▶ **Aim 1**
According to the opinion piece about St. Petersburg Mayor Kriseman below, how many registered Republicans live in St. Petersburg?
▶ **Aim 2**
Extend the opinion piece about St. Petersburg Mayor Kriseman below, picking up right after its final sentence.

▶ **Document extract**
________________________

The Florida Democratic Party recently sent to my house a mailer with pictures of Trump and Baker — and of the Rev. Martin Luther King Jr. with his quote, "There comes a time when silence is betrayal.'' King led the Southern Christian Leadership Conference. Baker is supported by Sevell Brown, the longtime former president of the SCLC chapter in St. Petersburg. Baker decisively won the poor, black neighborhoods of Midtown in the primary. But the Kriseman campaign and the Democrats would rather cheapen a phrase from King's seminal speech against the Vietnam War than deal with reality.

Another Democratic Party mailer pictures Trump and Baker and warns, "The Republicans are trying to take St. Pete. Don't let them.'' There are nearly 47,000 registered Republicans living in St. Petersburg. Does Kriseman want them to move, or is he mayor for only Democrats?

This is not the best local strategy for a mayor claiming to be a regional player when Republicans control most county and state elected offices. Tampa Mayor Bob Buckhorn takes pains to work with most everyone, including Gov. Rick Scott. But Kriseman can't defend his record and wants to make a name for himself in state and national circles by demonstrating Democrats can defeat Republicans by screaming Trump's name and playing identity politics. He runs the most partisan, sharp-elbowed city administration since St. Petersburg adopted the strong mayor form of government nearly 25 years ago:

• City Council member Jim Kennedy, a Democrat supporting Baker, has described how Kriseman has been vindictive and "removed council members from boards, blocked our ability to dialogue with city staff and cancelled meetings on unrelated topics because of past disagreements.''

• Deveron Gibbons, an African-American Republican and a member of the St. Petersburg College board of trustees, criticized the mayor at a meeting with black police officers early in Kriseman's tenure. Kriseman called then-SPC president Bill Law to complain.

________________________

▶ **Extracted material**
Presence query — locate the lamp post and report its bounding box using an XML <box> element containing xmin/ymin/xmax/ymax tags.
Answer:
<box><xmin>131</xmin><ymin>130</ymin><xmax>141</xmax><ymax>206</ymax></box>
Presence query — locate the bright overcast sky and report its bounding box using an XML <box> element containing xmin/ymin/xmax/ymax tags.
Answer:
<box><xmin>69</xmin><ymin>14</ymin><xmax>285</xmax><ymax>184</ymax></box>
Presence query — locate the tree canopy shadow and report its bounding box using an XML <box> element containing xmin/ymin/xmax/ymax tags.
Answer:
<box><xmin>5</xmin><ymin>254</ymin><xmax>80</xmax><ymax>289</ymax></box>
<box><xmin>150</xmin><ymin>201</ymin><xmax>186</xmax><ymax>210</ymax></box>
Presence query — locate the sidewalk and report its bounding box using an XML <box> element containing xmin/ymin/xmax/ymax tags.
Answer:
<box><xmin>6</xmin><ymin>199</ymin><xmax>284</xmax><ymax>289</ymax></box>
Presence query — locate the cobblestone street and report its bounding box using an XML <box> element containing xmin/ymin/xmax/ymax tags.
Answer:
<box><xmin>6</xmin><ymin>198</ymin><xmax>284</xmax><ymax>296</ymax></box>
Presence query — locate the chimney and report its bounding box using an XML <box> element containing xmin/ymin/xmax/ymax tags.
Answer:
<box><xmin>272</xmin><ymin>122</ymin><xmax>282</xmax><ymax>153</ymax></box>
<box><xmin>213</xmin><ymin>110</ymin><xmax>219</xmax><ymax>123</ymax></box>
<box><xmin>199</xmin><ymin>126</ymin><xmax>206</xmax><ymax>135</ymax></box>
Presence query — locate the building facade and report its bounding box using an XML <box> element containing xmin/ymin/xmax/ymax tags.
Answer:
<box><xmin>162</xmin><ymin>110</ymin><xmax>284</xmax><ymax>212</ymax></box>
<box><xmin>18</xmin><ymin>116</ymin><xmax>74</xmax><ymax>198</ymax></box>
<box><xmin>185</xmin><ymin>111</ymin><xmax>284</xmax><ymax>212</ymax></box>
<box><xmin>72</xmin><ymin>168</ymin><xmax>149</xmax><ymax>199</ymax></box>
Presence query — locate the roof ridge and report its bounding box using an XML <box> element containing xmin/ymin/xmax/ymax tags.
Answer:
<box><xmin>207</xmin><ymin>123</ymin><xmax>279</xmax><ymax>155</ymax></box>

________________________

▶ **Expected output 1**
Nearly 47,000.

▶ **Expected output 2**
• Steve Marshall, who works in water resources, wrote the city's human resources director last year that he was "in fear of losing my job due to retaliation for revealing information and supporting documents that are contrary to the story that is being presented by the administration'' about the sewage crisis. The chief plant operator of the Northeast sewage plant sought federal whistle-blower protection.

• Kriseman transferred his longtime secretary to an unposted job at the Fire Department after "tension" between her and chief of staff Kevin King. Later, King and others warned her that negative news affects Kriseman and asked her how the Times found out.

• Chris Eaton, a Democrat and member of the LGBT community who once supported Kriseman, now supports Baker and attended Baker's campaign announcement on the steps of City Hall. King, Kriseman's chief of staff, texted Eaton during the event and called him a sellout.

• Helen Levine, a senior administrator at the University of South Florida St. Petersburg, ate dinner with Baker and two Republican state senators this spring at a restaurant in Tallahassee. Levine is a Democrat who worked for Baker when he was mayor, and the dinner was mentioned on social media. Kriseman called USF president Judy Genshaft to complain.

• Kanika Tomalin, the city's African-American deputy mayor, accused a Central Avenue clothing store of racial profiling on Facebook over a dispute with a teenage clerk about a $5 gift card. The owner, who wasn't there, is a Republican who backs Baker. Even though Tomalin knows the owner, she complained on social media instead of calling her personally. Some of the first comments of support on Tomalin's Facebook post — which was later deleted — were from Kriseman's wife, Kerry, and Pinellas Democratic Party chair Susan McGrath.

• Elihu Brayboy, a prominent African-American restaurant owner and a Republican, said city staffers canceled meetings and ignored his calls and emails about his development plans for a Midtown project after he endorsed Baker. The city contacted him after the Tampa Bay Times' Charlie Frago began asking questions.

There are other examples of such intimidation inside and outside City Hall. Kriseman's partisan pressuring. King's bullying of City Council members, staff and reporters. Tomalin's outbursts in person and on Facebook. But the targets fear going public because they don't want to jeopardize their jobs, political futures or private projects.

This is not a defense of Trump, who remains stunningly unfit for the presidency. And partisan campaigns can be defensible if they stick to the facts in races for the Legislature or Congress. But Kriseman's behavior is exactly what many feared when St. Petersburg switched from a city manager form of government to a strong mayor in 1993. And it's why I recently switched my party affiliation of more than 30 years from Democrat to No Party Affiliation. St. Petersburg's most partisan mayor and his allies helped me see the light, and perhaps I should thank them for that.

Now quit sending to my house mailers that demean King's legacy and unfairly link an unfit president to St. Petersburg's best mayor.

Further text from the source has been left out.